>> Begin Dataset entries

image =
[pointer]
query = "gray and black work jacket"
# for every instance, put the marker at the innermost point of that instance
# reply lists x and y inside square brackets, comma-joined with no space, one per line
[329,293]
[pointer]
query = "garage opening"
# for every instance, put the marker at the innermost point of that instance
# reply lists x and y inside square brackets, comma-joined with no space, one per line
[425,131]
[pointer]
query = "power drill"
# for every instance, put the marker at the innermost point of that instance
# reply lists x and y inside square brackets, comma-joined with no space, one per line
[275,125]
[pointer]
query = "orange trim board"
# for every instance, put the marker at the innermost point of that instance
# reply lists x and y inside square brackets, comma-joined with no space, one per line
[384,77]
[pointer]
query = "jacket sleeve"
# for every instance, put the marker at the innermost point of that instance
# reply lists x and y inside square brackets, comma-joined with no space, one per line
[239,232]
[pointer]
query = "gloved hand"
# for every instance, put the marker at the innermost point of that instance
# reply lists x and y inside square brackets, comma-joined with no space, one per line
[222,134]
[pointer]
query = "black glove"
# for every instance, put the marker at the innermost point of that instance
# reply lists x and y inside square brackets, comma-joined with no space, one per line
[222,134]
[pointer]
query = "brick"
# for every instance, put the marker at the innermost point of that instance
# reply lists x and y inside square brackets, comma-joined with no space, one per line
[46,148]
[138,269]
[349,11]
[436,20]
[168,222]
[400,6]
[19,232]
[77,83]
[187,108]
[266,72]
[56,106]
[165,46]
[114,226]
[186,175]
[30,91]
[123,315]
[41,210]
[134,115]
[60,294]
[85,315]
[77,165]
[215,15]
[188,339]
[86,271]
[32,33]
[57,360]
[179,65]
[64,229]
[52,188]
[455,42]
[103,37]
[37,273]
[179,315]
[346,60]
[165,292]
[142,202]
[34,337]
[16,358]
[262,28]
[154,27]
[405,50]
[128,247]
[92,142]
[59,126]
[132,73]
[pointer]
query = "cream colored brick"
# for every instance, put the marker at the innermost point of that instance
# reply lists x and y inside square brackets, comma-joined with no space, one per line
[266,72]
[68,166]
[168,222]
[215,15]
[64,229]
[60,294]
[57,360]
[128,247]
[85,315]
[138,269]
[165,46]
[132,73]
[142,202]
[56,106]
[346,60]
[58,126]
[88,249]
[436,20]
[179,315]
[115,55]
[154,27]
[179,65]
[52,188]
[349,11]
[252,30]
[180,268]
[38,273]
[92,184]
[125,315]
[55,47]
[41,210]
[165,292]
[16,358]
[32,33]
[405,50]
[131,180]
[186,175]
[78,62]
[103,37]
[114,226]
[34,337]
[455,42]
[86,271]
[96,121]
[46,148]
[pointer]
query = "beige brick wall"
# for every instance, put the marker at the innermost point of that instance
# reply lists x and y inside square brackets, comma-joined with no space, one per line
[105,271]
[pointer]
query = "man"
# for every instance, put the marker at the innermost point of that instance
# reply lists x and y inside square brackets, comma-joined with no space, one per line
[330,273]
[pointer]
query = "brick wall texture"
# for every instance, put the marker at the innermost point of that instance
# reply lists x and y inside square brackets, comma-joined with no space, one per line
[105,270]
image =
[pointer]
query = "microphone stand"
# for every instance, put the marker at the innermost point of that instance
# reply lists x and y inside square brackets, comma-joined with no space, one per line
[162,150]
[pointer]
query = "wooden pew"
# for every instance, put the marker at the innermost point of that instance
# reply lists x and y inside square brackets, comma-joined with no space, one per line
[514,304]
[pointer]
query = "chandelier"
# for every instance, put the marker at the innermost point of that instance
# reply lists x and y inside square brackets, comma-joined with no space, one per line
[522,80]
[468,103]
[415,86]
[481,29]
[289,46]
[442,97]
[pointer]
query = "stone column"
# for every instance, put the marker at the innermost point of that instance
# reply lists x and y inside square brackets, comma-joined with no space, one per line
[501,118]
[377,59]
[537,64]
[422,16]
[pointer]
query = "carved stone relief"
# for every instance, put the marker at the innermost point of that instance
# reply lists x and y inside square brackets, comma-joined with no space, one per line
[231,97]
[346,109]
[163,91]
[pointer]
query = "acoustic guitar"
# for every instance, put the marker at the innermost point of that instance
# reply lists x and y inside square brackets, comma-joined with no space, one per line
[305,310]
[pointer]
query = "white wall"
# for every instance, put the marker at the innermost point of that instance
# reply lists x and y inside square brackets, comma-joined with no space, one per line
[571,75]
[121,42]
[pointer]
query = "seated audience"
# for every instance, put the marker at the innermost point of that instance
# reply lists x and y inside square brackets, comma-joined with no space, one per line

>> End Dataset entries

▶ [Exercise task]:
Return all the data exactly as given.

▶ [Completed exercise]:
image =
[pointer]
query = "gray and black work jacket"
# for every instance, put the marker at the innermost point of that instance
# reply lists x and y inside square brackets, comma-joined with no space, one per line
[329,293]
[pointer]
query = "garage opening"
# for every instance, put the marker at the innermost point of that instance
# reply lists x and y inside square brackets, comma-joined with no space, one per line
[425,131]
[pointer]
query = "power drill"
# for every instance, put the marker at the innermost point of that instance
# reply lists x and y inside square brackets, comma-joined with no space, one per line
[275,125]
[pointer]
query = "orange trim board"
# for every instance, put the marker at the innermost point of that instance
# reply lists x and y inside square brackets, comma-joined with no space, one per line
[384,77]
[pointer]
query = "jacket sleeve"
# for every instance, put the marker at the innermost point of that instance
# reply lists x and y inside square brackets, comma-joined with no space, one per line
[239,232]
[pointer]
query = "gloved hand"
# for every instance, put the marker at the innermost point of that instance
# reply lists x and y inside square brackets, comma-joined with no space, one per line
[222,134]
[pointer]
query = "black glove"
# for every instance, put the marker at the innermost point of that instance
# reply lists x and y inside square brackets, comma-joined with no space, one per line
[222,134]
[pointer]
query = "brick"
# for every instance, put the marker at the innermost point of that instance
# reply lists x and y inside square brackets, comma-joined with no space, one per line
[46,148]
[138,269]
[349,11]
[436,20]
[168,222]
[400,6]
[19,232]
[77,83]
[187,108]
[266,72]
[56,106]
[165,46]
[114,226]
[186,175]
[30,91]
[123,315]
[41,210]
[134,115]
[60,294]
[85,315]
[77,165]
[215,15]
[188,339]
[86,271]
[32,33]
[57,360]
[179,65]
[64,229]
[52,188]
[455,42]
[103,37]
[37,273]
[179,315]
[346,60]
[165,292]
[142,202]
[34,337]
[16,358]
[262,28]
[154,27]
[405,50]
[128,247]
[92,142]
[59,126]
[132,73]
[pointer]
query = "cream colored brick"
# for every instance, put the marker at the innermost point of that instance
# reply lists x and y inside square brackets, comma-joined with no space, one per line
[266,72]
[68,166]
[168,222]
[215,15]
[64,229]
[60,294]
[57,360]
[128,247]
[85,315]
[138,269]
[165,46]
[132,73]
[142,202]
[56,106]
[346,60]
[58,126]
[88,249]
[436,20]
[179,315]
[115,55]
[154,27]
[179,65]
[52,188]
[349,11]
[252,30]
[180,268]
[38,273]
[92,184]
[125,315]
[55,47]
[41,210]
[165,292]
[16,358]
[32,33]
[405,50]
[131,180]
[186,175]
[78,62]
[103,37]
[114,226]
[34,337]
[455,42]
[86,271]
[96,121]
[46,148]
[pointer]
query = "beige brick wall"
# for every instance, put the marker at the innermost point of that instance
# reply lists x and y inside square brackets, comma-joined with no space, one per line
[105,271]
[pointer]
query = "man"
# for every instance, put the marker at the innermost point of that instance
# reply lists x and y inside square brackets, comma-joined with no space, one per line
[330,273]
[pointer]
query = "brick wall texture"
# for every instance, put the marker at the innermost point of that instance
# reply lists x and y inside square brackets, comma-joined with no space, one per line
[105,270]
image =
[pointer]
query = "microphone stand"
# for every instance, put the marker at the innermost point of that instance
# reply lists x and y inside square brackets, comma-joined with no space, one per line
[162,150]
[pointer]
query = "wooden pew"
# for every instance, put the marker at the innermost point of that instance
# reply lists x and y inside square brackets, comma-joined with no space, one per line
[514,304]
[pointer]
query = "chandelier"
# for every instance, put the marker at the innermost point of that instance
# reply lists x and y inside square brackets, comma-joined with no space, one per line
[522,80]
[468,103]
[415,86]
[481,29]
[289,46]
[442,97]
[pointer]
query = "stone column"
# for every instance, put the marker at the innermost point of that instance
# reply lists x and y inside square brackets, comma-joined with no space, one per line
[501,118]
[377,59]
[537,64]
[422,16]
[pointer]
query = "carved stone relief"
# for every instance, put the marker at the innermost point of that instance
# reply lists x and y inside square brackets, comma-joined with no space, one per line
[231,97]
[346,109]
[163,91]
[pointer]
query = "acoustic guitar"
# for every instance, put the marker at the innermost point of that instance
# reply lists x and y inside square brackets, comma-joined with no space, one per line
[305,310]
[pointer]
query = "white wall"
# for every instance, put the marker at the innermost point of that instance
# reply lists x and y inside square brackets, comma-joined with no space, one per line
[571,75]
[121,42]
[pointer]
query = "seated audience"
# for every instance, put the marker at the innermost point of that instance
# reply lists x and y inside square brackets, comma-joined with no space, one per line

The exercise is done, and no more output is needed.